** Instructions for the task **
Put the lines of the rows below, from the line containing "light floor boxed for tracking." through the last line of the rows, into a JSON list of strings with one string per line, leaving out any blank lines.
^^^^
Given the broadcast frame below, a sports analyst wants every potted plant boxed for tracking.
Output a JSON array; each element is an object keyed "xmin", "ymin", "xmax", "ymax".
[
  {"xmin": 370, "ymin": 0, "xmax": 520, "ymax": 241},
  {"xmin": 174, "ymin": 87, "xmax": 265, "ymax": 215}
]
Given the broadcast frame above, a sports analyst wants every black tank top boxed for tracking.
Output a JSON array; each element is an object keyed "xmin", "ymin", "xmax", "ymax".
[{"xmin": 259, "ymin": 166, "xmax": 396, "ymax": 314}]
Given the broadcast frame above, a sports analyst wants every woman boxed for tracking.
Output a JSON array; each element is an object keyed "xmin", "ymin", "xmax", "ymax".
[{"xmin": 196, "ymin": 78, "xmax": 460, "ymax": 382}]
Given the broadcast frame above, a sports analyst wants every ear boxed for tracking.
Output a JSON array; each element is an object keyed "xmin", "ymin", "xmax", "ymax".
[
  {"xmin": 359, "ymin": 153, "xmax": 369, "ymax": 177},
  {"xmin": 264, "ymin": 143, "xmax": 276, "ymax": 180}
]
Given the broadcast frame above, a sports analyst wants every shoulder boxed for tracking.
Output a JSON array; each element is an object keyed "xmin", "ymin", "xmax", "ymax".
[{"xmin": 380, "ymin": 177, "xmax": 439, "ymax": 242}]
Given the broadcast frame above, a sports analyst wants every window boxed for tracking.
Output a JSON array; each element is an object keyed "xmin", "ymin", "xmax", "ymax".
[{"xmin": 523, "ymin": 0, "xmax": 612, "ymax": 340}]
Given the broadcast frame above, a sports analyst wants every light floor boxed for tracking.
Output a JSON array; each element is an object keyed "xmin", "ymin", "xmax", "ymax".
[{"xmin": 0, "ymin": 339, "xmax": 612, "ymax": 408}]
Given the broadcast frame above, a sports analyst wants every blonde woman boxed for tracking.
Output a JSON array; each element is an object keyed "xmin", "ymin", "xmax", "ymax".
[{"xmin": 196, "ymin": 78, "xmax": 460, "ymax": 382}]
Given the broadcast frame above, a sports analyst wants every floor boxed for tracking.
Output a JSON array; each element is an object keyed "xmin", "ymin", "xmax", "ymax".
^^^^
** Answer to this exercise **
[
  "Given the broadcast frame above, a sports analyst wants every light floor boxed for tracking.",
  "Output a JSON array; each element is an object keyed \"xmin\", \"ymin\", \"xmax\", \"ymax\".",
  "[{\"xmin\": 0, \"ymin\": 339, \"xmax\": 612, \"ymax\": 408}]",
  "Given the broadcast frame above, a sports analyst wants every blonde woman boxed for tracking.",
  "Output a JSON array; each element is an object keyed \"xmin\", \"ymin\", \"xmax\", \"ymax\".",
  "[{\"xmin\": 196, \"ymin\": 78, \"xmax\": 460, \"ymax\": 382}]",
  "Given the broadcast frame above, a sports analyst wants every floor boxed for tracking.",
  "Output a JSON array; each element is an object keyed \"xmin\", \"ymin\", \"xmax\", \"ymax\"."
]